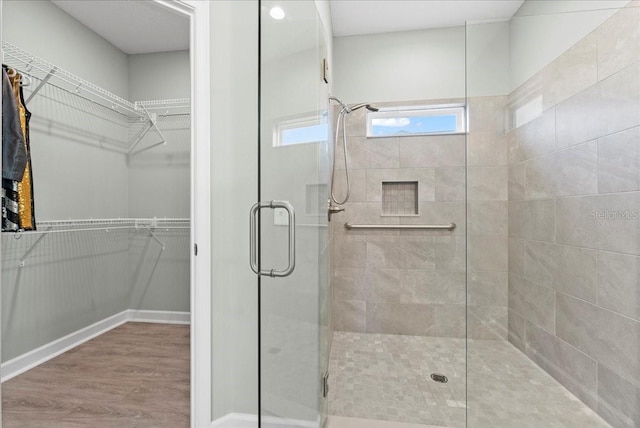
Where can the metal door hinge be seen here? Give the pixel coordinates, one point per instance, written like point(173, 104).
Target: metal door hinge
point(325, 384)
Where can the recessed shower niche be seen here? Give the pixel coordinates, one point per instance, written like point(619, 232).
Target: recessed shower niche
point(399, 198)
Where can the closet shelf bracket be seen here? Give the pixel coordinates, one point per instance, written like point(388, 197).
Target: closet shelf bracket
point(33, 246)
point(42, 83)
point(152, 123)
point(150, 226)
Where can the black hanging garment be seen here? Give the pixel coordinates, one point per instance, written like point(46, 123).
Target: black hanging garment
point(17, 182)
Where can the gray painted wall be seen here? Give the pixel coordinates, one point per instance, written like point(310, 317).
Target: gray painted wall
point(573, 225)
point(71, 280)
point(234, 91)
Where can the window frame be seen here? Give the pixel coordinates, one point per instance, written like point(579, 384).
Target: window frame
point(458, 110)
point(297, 122)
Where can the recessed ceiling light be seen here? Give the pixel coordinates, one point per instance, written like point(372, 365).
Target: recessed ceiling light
point(276, 12)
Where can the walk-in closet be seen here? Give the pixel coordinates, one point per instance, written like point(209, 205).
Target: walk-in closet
point(96, 275)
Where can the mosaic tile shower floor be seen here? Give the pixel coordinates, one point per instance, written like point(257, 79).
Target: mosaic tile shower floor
point(387, 377)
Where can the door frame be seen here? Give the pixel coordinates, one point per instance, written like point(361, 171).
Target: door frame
point(200, 204)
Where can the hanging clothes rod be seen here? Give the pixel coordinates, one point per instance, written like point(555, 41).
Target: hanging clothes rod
point(450, 226)
point(48, 73)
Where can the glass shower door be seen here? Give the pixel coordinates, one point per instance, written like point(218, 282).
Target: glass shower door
point(290, 219)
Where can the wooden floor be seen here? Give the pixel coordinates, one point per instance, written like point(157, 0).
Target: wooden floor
point(136, 375)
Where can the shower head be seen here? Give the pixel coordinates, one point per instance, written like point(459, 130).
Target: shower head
point(344, 106)
point(369, 107)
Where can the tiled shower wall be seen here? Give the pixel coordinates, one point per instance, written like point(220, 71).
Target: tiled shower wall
point(413, 282)
point(574, 205)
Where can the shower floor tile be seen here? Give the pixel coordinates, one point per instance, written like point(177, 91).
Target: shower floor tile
point(387, 377)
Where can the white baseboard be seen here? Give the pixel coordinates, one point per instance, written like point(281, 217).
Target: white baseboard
point(44, 353)
point(163, 317)
point(242, 420)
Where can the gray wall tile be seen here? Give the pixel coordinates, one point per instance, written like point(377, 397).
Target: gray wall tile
point(358, 184)
point(618, 42)
point(349, 315)
point(350, 251)
point(487, 288)
point(605, 222)
point(488, 218)
point(450, 321)
point(619, 161)
point(487, 183)
point(605, 108)
point(619, 283)
point(487, 322)
point(534, 220)
point(516, 256)
point(370, 153)
point(618, 399)
point(572, 368)
point(450, 252)
point(450, 183)
point(435, 287)
point(432, 151)
point(487, 253)
point(349, 283)
point(517, 181)
point(575, 70)
point(487, 114)
point(532, 302)
point(537, 137)
point(486, 148)
point(573, 171)
point(400, 252)
point(382, 285)
point(438, 213)
point(609, 338)
point(516, 332)
point(401, 318)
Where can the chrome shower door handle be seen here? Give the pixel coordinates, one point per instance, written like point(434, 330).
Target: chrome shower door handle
point(253, 238)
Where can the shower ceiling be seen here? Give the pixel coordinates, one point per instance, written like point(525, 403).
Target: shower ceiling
point(376, 16)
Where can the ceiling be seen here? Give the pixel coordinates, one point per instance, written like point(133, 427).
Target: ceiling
point(132, 26)
point(353, 17)
point(137, 27)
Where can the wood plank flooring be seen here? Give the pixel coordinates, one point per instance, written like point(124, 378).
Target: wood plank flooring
point(134, 376)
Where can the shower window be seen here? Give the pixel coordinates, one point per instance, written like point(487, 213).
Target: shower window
point(311, 128)
point(421, 120)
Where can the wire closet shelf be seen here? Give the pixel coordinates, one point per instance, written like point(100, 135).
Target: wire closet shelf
point(84, 225)
point(140, 116)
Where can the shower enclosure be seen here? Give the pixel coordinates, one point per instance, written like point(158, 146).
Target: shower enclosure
point(523, 315)
point(529, 307)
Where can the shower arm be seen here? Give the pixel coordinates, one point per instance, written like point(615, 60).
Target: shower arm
point(341, 116)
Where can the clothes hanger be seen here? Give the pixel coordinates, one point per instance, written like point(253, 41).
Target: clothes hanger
point(25, 80)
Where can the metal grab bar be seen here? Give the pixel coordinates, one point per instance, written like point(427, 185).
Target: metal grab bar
point(450, 226)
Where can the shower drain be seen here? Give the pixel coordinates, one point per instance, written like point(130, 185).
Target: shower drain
point(439, 378)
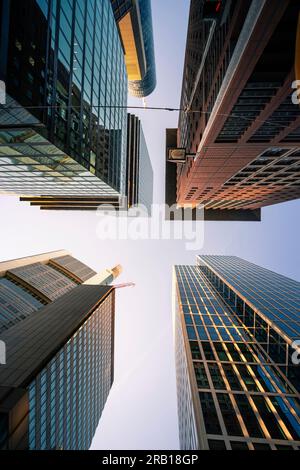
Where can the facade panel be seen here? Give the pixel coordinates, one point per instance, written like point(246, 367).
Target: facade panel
point(246, 389)
point(238, 115)
point(59, 357)
point(67, 89)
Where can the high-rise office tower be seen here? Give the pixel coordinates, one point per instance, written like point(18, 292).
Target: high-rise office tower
point(139, 167)
point(57, 328)
point(240, 126)
point(134, 18)
point(139, 179)
point(238, 382)
point(63, 127)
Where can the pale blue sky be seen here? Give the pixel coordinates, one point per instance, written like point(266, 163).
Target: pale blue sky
point(141, 410)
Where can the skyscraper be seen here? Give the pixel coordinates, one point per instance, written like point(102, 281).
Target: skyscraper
point(239, 125)
point(139, 179)
point(237, 381)
point(64, 125)
point(139, 167)
point(134, 18)
point(57, 325)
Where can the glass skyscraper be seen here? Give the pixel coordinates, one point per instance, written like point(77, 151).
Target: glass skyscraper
point(63, 128)
point(134, 19)
point(238, 386)
point(139, 166)
point(57, 324)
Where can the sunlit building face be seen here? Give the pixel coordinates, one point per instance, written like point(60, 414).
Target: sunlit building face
point(235, 324)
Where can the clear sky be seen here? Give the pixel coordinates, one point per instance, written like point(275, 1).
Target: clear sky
point(141, 410)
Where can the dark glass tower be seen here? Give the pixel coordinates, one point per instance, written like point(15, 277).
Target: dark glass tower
point(67, 56)
point(57, 325)
point(134, 18)
point(235, 324)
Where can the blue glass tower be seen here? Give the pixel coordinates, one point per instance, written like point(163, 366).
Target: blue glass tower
point(63, 128)
point(57, 325)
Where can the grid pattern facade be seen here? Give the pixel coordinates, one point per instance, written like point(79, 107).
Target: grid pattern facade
point(67, 397)
point(47, 281)
point(72, 61)
point(121, 7)
point(272, 177)
point(73, 267)
point(15, 304)
point(245, 397)
point(188, 435)
point(241, 105)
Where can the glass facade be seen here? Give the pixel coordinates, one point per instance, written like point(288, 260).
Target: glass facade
point(146, 85)
point(67, 86)
point(25, 289)
point(242, 386)
point(67, 397)
point(15, 304)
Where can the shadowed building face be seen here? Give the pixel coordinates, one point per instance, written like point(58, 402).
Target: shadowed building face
point(57, 324)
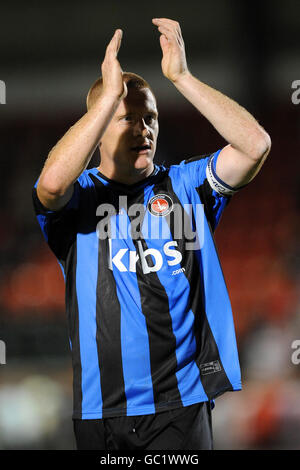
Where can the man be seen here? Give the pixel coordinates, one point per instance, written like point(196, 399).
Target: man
point(150, 321)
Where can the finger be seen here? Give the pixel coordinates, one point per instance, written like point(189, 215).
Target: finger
point(168, 33)
point(115, 42)
point(165, 20)
point(172, 30)
point(163, 41)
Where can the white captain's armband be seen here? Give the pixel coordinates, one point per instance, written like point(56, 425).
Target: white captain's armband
point(215, 182)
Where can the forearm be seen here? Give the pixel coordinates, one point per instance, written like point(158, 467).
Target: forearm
point(71, 155)
point(236, 125)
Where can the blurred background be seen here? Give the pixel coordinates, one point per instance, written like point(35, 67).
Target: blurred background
point(51, 53)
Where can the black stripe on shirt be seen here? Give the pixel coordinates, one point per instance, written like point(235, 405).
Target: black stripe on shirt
point(162, 341)
point(108, 319)
point(206, 347)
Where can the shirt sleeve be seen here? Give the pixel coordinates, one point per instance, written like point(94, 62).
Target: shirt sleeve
point(59, 227)
point(214, 193)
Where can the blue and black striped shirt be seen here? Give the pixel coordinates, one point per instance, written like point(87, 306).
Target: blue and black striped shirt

## Objective
Copy out, verbatim, the run of lines that opens with the line containing "Where can the hanging" and closes with the line containing "point(136, 375)", both ends included. Output only those lines.

## Response to this exercise
Where can the hanging clothes rod be seen here? Give the pixel coordinates, one point per instance, written like point(555, 41).
Target: hanging clothes rod
point(450, 226)
point(48, 73)
Where can the glass shower door be seen here? Give the pixel coordinates, one point per instance, written like point(218, 282).
Target: glass shower door
point(290, 219)
Where can the wooden floor be seen here? Give the pixel coordinates, one point per instance, written like point(157, 0).
Target: wooden floor
point(136, 375)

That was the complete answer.